Source data Start Marker
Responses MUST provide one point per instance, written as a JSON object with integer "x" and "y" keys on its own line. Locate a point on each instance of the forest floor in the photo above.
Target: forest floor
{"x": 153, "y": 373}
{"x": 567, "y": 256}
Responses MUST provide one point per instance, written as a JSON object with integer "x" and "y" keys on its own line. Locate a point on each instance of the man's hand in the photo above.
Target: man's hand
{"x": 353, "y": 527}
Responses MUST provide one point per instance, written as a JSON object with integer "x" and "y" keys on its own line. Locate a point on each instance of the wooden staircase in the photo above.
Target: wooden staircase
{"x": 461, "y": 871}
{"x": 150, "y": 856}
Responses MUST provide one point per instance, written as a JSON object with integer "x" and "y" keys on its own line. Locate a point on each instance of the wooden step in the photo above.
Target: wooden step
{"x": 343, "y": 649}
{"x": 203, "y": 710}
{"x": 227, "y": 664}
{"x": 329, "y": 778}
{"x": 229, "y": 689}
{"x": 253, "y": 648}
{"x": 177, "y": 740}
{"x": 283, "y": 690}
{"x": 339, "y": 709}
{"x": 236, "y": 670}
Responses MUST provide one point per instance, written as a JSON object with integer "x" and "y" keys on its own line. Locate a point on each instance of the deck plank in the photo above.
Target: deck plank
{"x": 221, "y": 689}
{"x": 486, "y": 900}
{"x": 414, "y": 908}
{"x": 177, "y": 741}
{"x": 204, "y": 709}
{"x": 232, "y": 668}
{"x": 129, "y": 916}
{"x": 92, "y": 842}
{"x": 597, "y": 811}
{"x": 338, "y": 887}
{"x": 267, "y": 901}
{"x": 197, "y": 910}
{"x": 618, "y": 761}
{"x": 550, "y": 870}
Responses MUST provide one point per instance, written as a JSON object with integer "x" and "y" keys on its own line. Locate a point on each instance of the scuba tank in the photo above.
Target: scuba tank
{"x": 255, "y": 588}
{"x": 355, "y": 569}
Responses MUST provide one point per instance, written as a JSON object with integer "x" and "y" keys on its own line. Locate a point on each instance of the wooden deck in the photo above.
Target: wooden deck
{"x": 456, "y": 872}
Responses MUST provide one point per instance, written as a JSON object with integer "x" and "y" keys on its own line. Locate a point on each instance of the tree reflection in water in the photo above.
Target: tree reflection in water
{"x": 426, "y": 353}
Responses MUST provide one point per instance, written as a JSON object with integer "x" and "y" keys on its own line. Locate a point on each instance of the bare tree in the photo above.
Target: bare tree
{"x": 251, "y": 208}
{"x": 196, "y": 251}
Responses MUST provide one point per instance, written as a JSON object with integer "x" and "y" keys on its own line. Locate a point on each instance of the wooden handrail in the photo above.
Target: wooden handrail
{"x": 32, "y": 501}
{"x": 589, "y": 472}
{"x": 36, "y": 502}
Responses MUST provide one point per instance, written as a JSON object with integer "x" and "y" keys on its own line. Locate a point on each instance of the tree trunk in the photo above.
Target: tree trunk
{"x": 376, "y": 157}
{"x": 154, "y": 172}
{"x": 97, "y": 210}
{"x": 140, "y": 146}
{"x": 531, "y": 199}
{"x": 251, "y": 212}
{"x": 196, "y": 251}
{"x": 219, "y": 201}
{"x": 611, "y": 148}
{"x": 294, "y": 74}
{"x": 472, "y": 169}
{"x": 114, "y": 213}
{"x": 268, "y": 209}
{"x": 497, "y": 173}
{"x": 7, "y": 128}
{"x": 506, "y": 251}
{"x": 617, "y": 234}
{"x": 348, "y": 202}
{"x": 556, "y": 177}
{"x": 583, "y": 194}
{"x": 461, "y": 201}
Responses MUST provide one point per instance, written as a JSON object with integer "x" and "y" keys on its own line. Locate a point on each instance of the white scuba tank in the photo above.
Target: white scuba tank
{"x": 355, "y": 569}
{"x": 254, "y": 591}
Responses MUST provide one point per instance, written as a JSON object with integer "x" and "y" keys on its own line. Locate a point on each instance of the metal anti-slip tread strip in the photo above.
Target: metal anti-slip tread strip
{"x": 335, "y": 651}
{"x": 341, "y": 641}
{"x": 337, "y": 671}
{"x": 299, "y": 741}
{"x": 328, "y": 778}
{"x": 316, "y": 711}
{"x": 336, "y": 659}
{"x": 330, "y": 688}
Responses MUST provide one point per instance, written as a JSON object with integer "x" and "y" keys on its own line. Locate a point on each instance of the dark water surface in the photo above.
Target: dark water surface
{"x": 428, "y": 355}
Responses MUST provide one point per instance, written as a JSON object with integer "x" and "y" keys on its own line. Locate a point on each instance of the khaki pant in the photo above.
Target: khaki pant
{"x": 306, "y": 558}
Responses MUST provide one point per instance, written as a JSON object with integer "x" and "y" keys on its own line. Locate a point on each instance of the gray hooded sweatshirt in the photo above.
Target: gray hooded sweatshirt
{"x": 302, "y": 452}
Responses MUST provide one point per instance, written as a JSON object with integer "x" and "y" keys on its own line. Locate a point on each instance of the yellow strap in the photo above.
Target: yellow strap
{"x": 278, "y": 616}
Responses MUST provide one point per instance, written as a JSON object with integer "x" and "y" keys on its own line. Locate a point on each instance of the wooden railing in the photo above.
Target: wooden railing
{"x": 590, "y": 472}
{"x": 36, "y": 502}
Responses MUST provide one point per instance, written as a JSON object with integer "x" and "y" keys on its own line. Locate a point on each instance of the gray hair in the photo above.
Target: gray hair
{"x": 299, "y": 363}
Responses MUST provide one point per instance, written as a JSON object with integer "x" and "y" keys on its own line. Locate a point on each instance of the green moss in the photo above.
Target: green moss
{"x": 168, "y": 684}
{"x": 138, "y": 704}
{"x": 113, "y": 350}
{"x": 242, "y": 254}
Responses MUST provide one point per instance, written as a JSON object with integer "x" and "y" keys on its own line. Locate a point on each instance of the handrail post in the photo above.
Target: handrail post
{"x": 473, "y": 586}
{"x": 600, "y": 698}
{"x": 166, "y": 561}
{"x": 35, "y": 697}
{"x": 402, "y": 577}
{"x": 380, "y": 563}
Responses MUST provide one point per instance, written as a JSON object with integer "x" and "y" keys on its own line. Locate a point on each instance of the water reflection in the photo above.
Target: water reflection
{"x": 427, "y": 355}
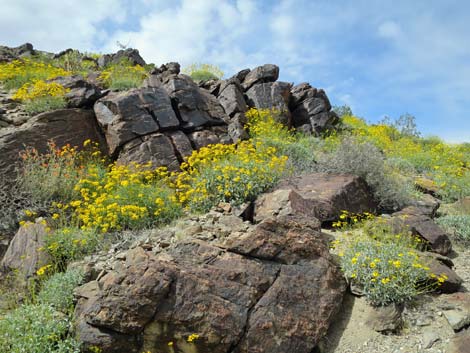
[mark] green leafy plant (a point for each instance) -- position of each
(363, 159)
(203, 72)
(457, 225)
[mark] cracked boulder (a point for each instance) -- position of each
(64, 126)
(271, 95)
(196, 107)
(413, 219)
(316, 195)
(272, 289)
(311, 107)
(81, 94)
(125, 116)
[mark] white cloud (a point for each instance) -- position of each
(389, 29)
(56, 25)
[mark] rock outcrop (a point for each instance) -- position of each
(271, 289)
(318, 195)
(64, 126)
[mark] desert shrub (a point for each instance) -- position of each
(53, 175)
(203, 72)
(123, 76)
(446, 164)
(44, 104)
(228, 173)
(68, 244)
(124, 197)
(17, 73)
(387, 272)
(365, 160)
(458, 225)
(36, 328)
(57, 291)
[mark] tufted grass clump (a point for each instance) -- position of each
(53, 175)
(228, 173)
(353, 156)
(457, 225)
(203, 72)
(123, 76)
(68, 244)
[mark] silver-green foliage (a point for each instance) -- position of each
(458, 225)
(57, 291)
(36, 328)
(363, 159)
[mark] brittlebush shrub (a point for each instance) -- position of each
(386, 266)
(17, 73)
(353, 156)
(203, 72)
(228, 173)
(446, 164)
(123, 76)
(264, 126)
(53, 175)
(124, 197)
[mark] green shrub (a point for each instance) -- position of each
(387, 272)
(44, 104)
(123, 76)
(458, 225)
(203, 72)
(54, 174)
(36, 328)
(57, 291)
(69, 244)
(363, 159)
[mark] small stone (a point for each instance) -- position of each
(429, 338)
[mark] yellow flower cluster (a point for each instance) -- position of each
(124, 197)
(447, 164)
(230, 173)
(38, 89)
(29, 69)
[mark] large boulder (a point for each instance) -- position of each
(195, 106)
(155, 148)
(260, 74)
(273, 289)
(413, 219)
(271, 95)
(26, 254)
(311, 107)
(81, 93)
(125, 116)
(231, 97)
(64, 126)
(318, 195)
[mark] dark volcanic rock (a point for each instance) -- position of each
(137, 112)
(64, 126)
(318, 195)
(155, 148)
(423, 226)
(273, 290)
(311, 106)
(82, 93)
(260, 74)
(196, 107)
(129, 54)
(271, 95)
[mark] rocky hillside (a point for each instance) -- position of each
(144, 211)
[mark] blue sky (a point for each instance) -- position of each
Source data End Marker
__What needs to be done__
The answer is the run of lines above from the line containing "Target: tree reflection in water" through the line containing "strip in the photo above.", copied exactly and alone.

__Answer to this exercise__
Target: tree reflection in water
{"x": 426, "y": 353}
Responses MUST provide one point per instance, written as a JSON object with integer "x" and "y" keys on its own line. Locate a point on each instance of the bare tree in the photo above.
Target: bare tree
{"x": 251, "y": 208}
{"x": 196, "y": 251}
Responses MUST provide one point per instance, written as a JSON object with integer "x" and "y" keys on its own line. Locate a point on each instance of the wooden handrail in the photo above.
Target: wooden handrail
{"x": 32, "y": 501}
{"x": 589, "y": 472}
{"x": 36, "y": 502}
Responses MUST provide one point per instance, written as a JSON object with integer "x" and "y" keys on its own line. Locate a point on each instance of the tree trunk in the photo above.
Target: tree trunk
{"x": 376, "y": 157}
{"x": 154, "y": 172}
{"x": 97, "y": 210}
{"x": 140, "y": 146}
{"x": 531, "y": 199}
{"x": 251, "y": 212}
{"x": 196, "y": 251}
{"x": 219, "y": 201}
{"x": 611, "y": 148}
{"x": 294, "y": 74}
{"x": 472, "y": 169}
{"x": 114, "y": 213}
{"x": 268, "y": 209}
{"x": 497, "y": 173}
{"x": 7, "y": 128}
{"x": 506, "y": 251}
{"x": 617, "y": 234}
{"x": 348, "y": 202}
{"x": 556, "y": 177}
{"x": 583, "y": 194}
{"x": 461, "y": 201}
Responses MUST provide one point per instance, written as a JSON object with integer "x" and "y" keys on its own line. Locate a point on each instance of the white scuba tank in the photo above.
Target: white scuba tank
{"x": 355, "y": 569}
{"x": 254, "y": 591}
Responses MUST provide one point per instance, written as a JSON object with integer "x" and "y" keys on its own line. Locate a point on each instance of the metal anti-slip tread strip in the photo above.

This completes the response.